Noah: I thought people wanted the "click to save" example, but if the "click and execute" example was what was intended, you should let me know.
<DaveO_TAG> On the issue of MetadataInURI, the topic has come up on REST-discuss.
Vincent: I'll make sure Dan looks; hopefully next week we can approve it.
<DaveO_TAG> Roy expressed some reservations about the doc
Noah: There's been a stream of public comments that have included some criticism, but I hope this draft addresses those concerns.
Vincent: Noah's action is completed.
<DaveO_TAG> He said "Er, not since it was completely rewritten -- I haven't even reviewed it."
<noah> Actually, I'd say we have a mix of positive and negative comments, and I am optimistic that the draft addresses at least some of the concerns. I need to doublecheck which other concerns I may have missed.
<DaveO_TAG> "The first sentence, for example, is problematic."
Vincent: I think we're done, but Ian had some minor comments.
TV: My view is that they're
editorial and we shouldn't open the issue again.
... Anyone on the team can fix them, but as editor, I'm not
willing to go through the cycle again.
<noah> I have logs of comments on metadata in URI from Roy on March 28. DaveO: do you have something newer from him?

▸ **INFORMATION SHOWN**:
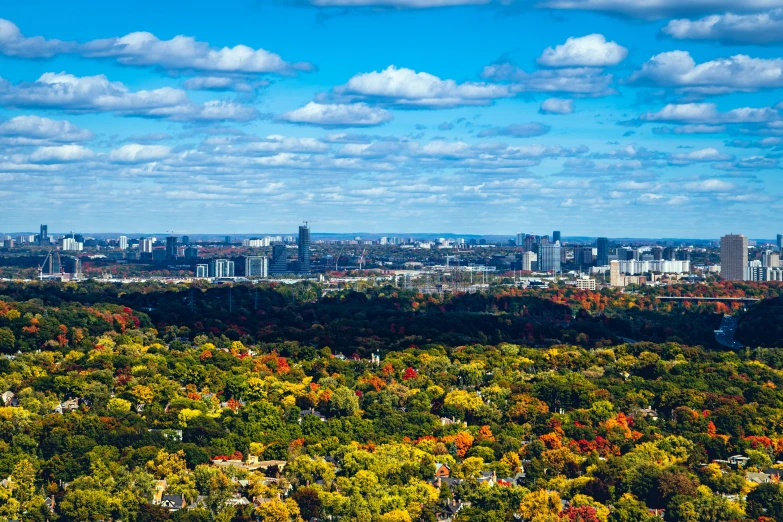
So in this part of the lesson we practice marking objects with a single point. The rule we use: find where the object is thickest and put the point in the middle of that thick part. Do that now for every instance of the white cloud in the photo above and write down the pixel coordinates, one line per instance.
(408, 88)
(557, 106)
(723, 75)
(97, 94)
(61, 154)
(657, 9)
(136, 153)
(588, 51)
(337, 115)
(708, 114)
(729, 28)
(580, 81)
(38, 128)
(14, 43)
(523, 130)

---

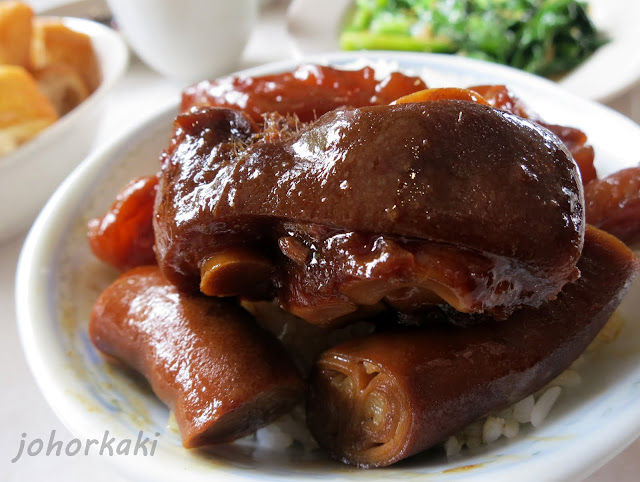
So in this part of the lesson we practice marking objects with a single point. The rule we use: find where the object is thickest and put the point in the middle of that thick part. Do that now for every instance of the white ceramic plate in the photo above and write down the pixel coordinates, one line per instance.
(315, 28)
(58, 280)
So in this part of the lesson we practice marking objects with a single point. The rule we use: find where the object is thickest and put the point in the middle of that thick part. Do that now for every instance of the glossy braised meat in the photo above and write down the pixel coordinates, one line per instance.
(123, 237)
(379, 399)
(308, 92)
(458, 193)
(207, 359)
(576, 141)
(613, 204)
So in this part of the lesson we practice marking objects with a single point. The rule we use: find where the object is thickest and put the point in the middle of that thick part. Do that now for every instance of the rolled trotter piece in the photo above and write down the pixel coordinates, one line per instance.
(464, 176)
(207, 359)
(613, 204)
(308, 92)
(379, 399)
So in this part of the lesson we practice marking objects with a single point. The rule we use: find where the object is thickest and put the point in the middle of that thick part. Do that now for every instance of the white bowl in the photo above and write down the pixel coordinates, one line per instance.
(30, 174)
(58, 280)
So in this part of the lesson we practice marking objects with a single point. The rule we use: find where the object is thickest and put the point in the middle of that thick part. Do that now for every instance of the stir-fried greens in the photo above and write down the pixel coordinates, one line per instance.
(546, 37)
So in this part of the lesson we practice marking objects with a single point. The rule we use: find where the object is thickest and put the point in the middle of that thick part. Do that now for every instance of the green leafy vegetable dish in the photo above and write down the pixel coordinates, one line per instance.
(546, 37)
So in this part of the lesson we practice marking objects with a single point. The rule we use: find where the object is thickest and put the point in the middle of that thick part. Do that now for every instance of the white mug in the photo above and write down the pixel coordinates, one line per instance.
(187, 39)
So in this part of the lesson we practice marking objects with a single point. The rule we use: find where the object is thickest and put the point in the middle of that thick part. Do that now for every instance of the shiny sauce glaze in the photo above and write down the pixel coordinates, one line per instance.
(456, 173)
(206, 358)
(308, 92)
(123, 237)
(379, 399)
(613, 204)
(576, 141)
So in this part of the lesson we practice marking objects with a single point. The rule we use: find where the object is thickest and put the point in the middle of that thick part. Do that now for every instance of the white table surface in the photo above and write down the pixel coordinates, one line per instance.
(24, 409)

▸ **TASKS TO CARRY OUT**:
A: In the meeting log above, on what date were Roy's comments on metadata in URI that Noah has logs of made?
B: Continue the meeting log on MetadataInURI after its last line.

▸ **RESULTS OF THE EXERCISE**:
A: March 28

B:
Vincent: I'll take a look and see if I can get them addressed
<noah> If it's on REST-discuss, we need to get him to send to www-tag (and it's getting late)
Vincent: What's next?
Norm: Does it make sense to see how the backplane workshop falls out? That seems related to me, but maybe it's not.
Vincent: Should we consider attempting to draft a finding on this issue?
Noah: I think we should agree not to do a finding until there's more discussion.
Vincent: You're right, it's
certainly too early to draft something, but having someone
committed to edit a putative finding might be a good
thing.
... But maybe it's too early for that too.
TV: I don't think the backplane meeting will shed much light on this issue.
Henry: I think the backplane folks are likely to say "Yeah, if you solve those problems it'll make what we're doing more valuable". But they aren't going to address those problems.
Vincent: Ok, let's see what happens in the next few days or weeks.
<DaveO_TAG> Roy said something on REST-Discuss
<DaveO_TAG> at http://tech.groups.yahoo.com/group/rest-discuss/message/6708
Vincent: Ok. Teleconference next week.
Adjourned.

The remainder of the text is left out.